Of course, not all possible instances are limited to food, and there are many others.[3] But it is all united by one thing: It is impossible to fulfill Christ's commandment to Be ye therefore merciful, as your Father also is merciful (Lk. 6:36) without love. With regard to the homeless, this becomes especially obvious. But this relates to other instances: if you help a sick person, you must not just buy medicine; you can't just send a prisoner a package; you can't just send toys to a children's home, etc. This is all very good, but without sincere love this all often loses value, gives cause for sin and vice amongst those who receive it and those who dispense it.[4] Medicines can make other sick people jealous, prisoners can lose your food packages in a card game; and children in children's homes can become little extortionists. We return again and again to the same question: what should we do? And the answer is always the same: love, love for the sake of Christ. Pray for the sick one, visit him, console him, buy him medicine, talk with other patients, give them little joys and holidays, talk about God's greatness and mercy; correspond with the prisoner, send him packages, console him and preach, give him hope and make him think about the life he has lived; visit children, bring them toys, draw with them, sing, treat them to cakes, teach them to pray, hope and trust the Lord God, etc. And live this way from day to day for the sake of Christ. Of course, many do not have enough time for all of this. In that case, at least help those who sincerely do these things, and pray for them with your whole heart, which was undoubtedly created for love.

Input data:

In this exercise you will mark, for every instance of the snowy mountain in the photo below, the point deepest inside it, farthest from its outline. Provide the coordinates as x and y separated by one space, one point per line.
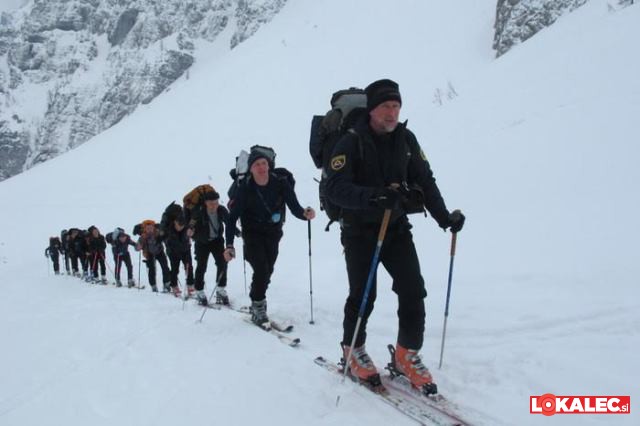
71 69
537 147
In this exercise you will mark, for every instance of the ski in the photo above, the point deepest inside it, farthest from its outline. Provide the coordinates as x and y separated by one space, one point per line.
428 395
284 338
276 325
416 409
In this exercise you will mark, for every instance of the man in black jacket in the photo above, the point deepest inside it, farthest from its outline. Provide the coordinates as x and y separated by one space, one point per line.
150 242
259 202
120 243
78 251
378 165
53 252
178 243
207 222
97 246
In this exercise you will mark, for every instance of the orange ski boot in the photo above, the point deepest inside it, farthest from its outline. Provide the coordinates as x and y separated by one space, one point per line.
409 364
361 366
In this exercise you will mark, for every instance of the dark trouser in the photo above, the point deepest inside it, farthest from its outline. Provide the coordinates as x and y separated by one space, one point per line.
--
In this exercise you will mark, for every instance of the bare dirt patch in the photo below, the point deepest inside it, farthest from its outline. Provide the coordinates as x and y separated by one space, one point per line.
* * *
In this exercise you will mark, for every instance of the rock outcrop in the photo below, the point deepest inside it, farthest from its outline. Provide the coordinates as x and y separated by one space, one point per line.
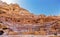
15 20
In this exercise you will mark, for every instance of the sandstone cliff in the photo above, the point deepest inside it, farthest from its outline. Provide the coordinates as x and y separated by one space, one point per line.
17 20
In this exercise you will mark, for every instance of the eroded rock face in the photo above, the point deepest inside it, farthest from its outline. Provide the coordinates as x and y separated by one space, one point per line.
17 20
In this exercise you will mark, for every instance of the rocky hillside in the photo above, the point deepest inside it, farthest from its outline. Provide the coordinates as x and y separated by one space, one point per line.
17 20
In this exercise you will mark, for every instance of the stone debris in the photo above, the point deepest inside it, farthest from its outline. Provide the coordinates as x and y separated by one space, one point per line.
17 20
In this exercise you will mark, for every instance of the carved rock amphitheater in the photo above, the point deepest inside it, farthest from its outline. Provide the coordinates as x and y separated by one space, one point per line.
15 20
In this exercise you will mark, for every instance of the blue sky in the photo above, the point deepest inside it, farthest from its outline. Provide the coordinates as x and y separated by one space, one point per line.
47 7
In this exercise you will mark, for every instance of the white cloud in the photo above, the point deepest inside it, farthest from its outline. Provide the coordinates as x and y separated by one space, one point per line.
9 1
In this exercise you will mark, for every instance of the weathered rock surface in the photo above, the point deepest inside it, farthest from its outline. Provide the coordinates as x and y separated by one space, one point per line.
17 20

Instructions to follow:
State what, according to the passage on mercy, prisoners can do with the food packages sent to them.

Output:
They can lose them in a card game.